▶ [WHAT IS REQUIRED]: Please write out the data below word for word, from the line with "If you could place a marker on the black mesh" to the line with "(1246, 188)", including both of those lines.

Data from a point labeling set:
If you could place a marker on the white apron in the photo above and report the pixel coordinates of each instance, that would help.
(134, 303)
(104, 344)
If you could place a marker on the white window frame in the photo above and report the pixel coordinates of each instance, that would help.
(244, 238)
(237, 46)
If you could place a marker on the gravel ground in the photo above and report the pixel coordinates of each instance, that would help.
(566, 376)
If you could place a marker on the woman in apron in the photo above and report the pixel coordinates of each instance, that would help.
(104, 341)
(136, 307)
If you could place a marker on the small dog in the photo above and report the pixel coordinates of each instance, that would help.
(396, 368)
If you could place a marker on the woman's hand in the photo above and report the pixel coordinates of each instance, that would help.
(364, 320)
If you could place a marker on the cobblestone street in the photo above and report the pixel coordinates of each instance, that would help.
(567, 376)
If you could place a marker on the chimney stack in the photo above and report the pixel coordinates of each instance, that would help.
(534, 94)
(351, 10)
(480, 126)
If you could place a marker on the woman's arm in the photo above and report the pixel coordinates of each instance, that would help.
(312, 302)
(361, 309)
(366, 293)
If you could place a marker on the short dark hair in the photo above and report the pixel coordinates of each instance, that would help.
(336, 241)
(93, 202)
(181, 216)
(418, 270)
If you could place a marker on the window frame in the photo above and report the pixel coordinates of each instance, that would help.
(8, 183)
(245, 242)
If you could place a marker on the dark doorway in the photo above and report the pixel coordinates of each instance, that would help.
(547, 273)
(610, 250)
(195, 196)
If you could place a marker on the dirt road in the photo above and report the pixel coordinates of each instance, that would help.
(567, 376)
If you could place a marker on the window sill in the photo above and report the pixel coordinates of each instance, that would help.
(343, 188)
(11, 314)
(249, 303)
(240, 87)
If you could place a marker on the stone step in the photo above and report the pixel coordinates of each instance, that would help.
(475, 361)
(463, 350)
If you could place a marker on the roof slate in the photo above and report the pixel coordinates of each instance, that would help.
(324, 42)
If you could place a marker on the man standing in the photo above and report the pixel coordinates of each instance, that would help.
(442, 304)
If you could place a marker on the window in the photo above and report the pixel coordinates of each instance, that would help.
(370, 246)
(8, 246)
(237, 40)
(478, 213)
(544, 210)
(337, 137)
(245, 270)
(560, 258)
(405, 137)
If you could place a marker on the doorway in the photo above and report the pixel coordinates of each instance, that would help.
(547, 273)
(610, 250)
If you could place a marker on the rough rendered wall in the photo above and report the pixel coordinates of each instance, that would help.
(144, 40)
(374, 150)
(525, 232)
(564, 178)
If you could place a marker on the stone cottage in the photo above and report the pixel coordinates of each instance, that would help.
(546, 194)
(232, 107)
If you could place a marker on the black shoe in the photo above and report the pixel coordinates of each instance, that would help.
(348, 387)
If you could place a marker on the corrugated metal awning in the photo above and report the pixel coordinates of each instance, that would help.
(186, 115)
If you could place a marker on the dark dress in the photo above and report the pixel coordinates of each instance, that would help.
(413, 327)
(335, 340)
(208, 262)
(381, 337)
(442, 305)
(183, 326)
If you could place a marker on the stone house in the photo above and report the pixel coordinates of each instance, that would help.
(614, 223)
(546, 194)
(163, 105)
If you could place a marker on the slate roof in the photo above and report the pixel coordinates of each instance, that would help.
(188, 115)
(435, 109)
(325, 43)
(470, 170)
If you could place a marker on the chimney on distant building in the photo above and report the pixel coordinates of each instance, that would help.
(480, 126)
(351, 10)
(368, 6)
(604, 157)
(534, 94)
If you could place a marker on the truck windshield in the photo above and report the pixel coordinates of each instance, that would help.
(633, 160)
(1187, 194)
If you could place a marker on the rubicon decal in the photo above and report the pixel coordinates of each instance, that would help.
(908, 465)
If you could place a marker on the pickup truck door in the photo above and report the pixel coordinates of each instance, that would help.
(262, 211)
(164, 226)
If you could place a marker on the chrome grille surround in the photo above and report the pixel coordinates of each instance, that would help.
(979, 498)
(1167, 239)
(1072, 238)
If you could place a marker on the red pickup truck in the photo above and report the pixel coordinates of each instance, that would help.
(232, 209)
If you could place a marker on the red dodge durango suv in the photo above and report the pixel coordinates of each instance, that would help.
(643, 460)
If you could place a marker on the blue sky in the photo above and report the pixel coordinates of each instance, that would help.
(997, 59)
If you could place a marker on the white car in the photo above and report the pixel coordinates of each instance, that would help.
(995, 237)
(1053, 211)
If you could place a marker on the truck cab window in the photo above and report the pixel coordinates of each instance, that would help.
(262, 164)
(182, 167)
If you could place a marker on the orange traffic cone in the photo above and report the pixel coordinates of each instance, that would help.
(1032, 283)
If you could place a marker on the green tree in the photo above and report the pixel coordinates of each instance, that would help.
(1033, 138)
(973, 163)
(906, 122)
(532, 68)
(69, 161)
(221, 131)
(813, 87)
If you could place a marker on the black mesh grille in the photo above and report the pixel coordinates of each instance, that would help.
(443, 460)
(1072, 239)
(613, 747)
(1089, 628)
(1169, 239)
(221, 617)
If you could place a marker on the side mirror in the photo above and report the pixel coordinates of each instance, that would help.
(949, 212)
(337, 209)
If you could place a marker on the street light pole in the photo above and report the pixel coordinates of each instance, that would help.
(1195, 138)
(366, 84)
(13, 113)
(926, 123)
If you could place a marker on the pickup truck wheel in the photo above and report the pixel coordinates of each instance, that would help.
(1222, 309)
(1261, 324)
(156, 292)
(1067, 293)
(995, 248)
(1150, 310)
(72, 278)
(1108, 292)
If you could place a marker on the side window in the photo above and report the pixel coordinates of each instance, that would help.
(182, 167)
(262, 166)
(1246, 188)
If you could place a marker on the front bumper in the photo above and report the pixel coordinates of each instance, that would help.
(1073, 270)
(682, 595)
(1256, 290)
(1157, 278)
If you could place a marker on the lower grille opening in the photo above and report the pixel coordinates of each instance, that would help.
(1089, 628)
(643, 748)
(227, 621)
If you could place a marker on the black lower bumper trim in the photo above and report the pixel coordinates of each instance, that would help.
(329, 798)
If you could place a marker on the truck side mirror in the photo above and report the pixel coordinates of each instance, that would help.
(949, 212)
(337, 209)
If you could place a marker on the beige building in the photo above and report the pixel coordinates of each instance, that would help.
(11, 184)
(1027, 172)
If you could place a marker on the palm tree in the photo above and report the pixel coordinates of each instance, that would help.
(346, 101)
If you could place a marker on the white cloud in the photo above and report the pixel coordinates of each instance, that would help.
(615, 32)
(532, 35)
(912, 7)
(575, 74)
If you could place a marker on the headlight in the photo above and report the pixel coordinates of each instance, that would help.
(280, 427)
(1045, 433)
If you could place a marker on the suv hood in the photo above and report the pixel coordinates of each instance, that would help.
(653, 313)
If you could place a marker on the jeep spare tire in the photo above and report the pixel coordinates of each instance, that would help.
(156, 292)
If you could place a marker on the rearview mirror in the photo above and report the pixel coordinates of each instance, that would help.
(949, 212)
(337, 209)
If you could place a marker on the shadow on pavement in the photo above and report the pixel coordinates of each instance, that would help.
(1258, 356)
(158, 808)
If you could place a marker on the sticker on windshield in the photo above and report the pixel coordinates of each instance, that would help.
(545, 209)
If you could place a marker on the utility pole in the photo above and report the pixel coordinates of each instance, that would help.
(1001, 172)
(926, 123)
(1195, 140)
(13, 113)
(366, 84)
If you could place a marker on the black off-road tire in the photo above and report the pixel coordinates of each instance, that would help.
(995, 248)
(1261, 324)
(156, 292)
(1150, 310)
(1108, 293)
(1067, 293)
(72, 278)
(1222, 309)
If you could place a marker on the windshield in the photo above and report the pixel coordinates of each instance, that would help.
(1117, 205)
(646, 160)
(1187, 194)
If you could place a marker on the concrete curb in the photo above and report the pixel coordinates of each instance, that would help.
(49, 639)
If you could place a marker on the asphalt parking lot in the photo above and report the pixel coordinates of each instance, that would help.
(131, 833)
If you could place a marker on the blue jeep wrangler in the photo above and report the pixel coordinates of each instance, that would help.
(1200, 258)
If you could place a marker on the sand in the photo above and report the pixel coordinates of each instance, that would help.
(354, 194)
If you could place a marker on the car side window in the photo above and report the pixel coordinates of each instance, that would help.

▶ [ANSWER TO THIS EXERCISE]:
If you could place a marker on the black mesh grille in the photo above and report the pixel coordinates of each instance, that would help.
(443, 460)
(1072, 239)
(613, 747)
(1089, 628)
(1169, 239)
(221, 617)
If you could place a marker on the side mirror in the photo above and report the pixel coordinates of each instance, that would help.
(949, 212)
(337, 209)
If you could place a marker on the street light pole in the photo above and report the pixel coordinates of each instance, that would help.
(1195, 138)
(366, 84)
(13, 113)
(926, 123)
If you could place a marker on the pickup truck wheel in the photo above and report the pixel coordinates of each instance, that would help.
(1222, 309)
(1261, 324)
(156, 292)
(1067, 293)
(995, 248)
(1150, 310)
(72, 278)
(1108, 292)
If you could place a marker on the side window in the photo above and report the pixel coordinates of each instance, that would help.
(182, 167)
(262, 166)
(1246, 188)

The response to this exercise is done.